▶ _Goal of the exercise_
Would you copy out exactly the lines of the listing below, beginning with the one that contains "Query: woman's hand" and ending with the last?
Recorded data: Begin
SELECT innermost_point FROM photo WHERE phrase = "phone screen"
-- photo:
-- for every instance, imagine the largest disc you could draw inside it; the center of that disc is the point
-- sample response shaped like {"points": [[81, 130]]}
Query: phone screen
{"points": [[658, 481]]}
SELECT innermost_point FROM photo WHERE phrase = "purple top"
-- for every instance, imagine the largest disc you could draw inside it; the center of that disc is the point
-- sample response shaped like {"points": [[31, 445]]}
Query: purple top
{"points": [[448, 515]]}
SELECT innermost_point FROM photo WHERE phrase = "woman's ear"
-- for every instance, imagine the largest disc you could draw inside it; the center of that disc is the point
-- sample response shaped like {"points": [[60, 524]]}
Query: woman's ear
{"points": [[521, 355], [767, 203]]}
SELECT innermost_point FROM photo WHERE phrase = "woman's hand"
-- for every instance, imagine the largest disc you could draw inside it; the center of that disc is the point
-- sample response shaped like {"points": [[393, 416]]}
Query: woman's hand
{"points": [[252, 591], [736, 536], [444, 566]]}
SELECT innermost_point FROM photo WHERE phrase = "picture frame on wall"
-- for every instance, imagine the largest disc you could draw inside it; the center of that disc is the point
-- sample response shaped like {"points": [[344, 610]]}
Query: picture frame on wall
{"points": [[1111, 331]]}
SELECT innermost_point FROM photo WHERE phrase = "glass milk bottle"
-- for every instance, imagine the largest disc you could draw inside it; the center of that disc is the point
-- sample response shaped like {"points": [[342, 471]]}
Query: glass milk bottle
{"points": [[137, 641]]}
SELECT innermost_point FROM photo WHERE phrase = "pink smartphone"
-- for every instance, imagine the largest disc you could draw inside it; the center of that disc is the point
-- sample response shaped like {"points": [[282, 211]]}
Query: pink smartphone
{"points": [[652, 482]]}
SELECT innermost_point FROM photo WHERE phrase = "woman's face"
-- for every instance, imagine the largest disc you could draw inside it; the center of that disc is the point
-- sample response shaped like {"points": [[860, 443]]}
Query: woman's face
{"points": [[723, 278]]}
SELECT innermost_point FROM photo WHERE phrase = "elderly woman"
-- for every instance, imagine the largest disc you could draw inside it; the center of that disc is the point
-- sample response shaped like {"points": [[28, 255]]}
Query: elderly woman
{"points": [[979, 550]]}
Recorded data: End
▶ _Problem solution_
Query: woman's hand
{"points": [[252, 591], [736, 536], [444, 566]]}
SELECT innermost_point FROM photo WHERE phrase = "picture frame on wall"
-- for every instance, imagine the largest disc you could draw inside it; the center of that disc is the point
-- sample response shaped like {"points": [[344, 610]]}
Query: picture frame on wall
{"points": [[1111, 331]]}
SELECT innermost_point FROM photo WHERE phrase = "glass milk bottle"
-- for every instance, imagine the largest disc you could draw inside it; the center of that disc is the point
-- sample response shaped like {"points": [[342, 471]]}
Query: glass milk bottle
{"points": [[137, 641]]}
SELECT innermost_point FROM photo WHERE phrase = "pink smartphone"
-- for every instance, imagine the largest disc you could draw inside it; the center of that disc is the point
-- sample response shaped like {"points": [[282, 211]]}
Query: pink smartphone
{"points": [[652, 482]]}
SELECT innermost_point FROM photo WHERE phrase = "woman's face"
-- for every instance, imagine the largest disc you could draw inside it; the center of that disc is the point
-- sample response shaped like {"points": [[860, 443]]}
Query: woman's face
{"points": [[723, 278]]}
SELECT innermost_point FROM photo WHERE phrase = "elderly woman"
-- for every instance, imagine the largest disc you could draw inside it; the center of that disc is the point
-- sample response shaped like {"points": [[28, 255]]}
Query: elderly woman
{"points": [[979, 550]]}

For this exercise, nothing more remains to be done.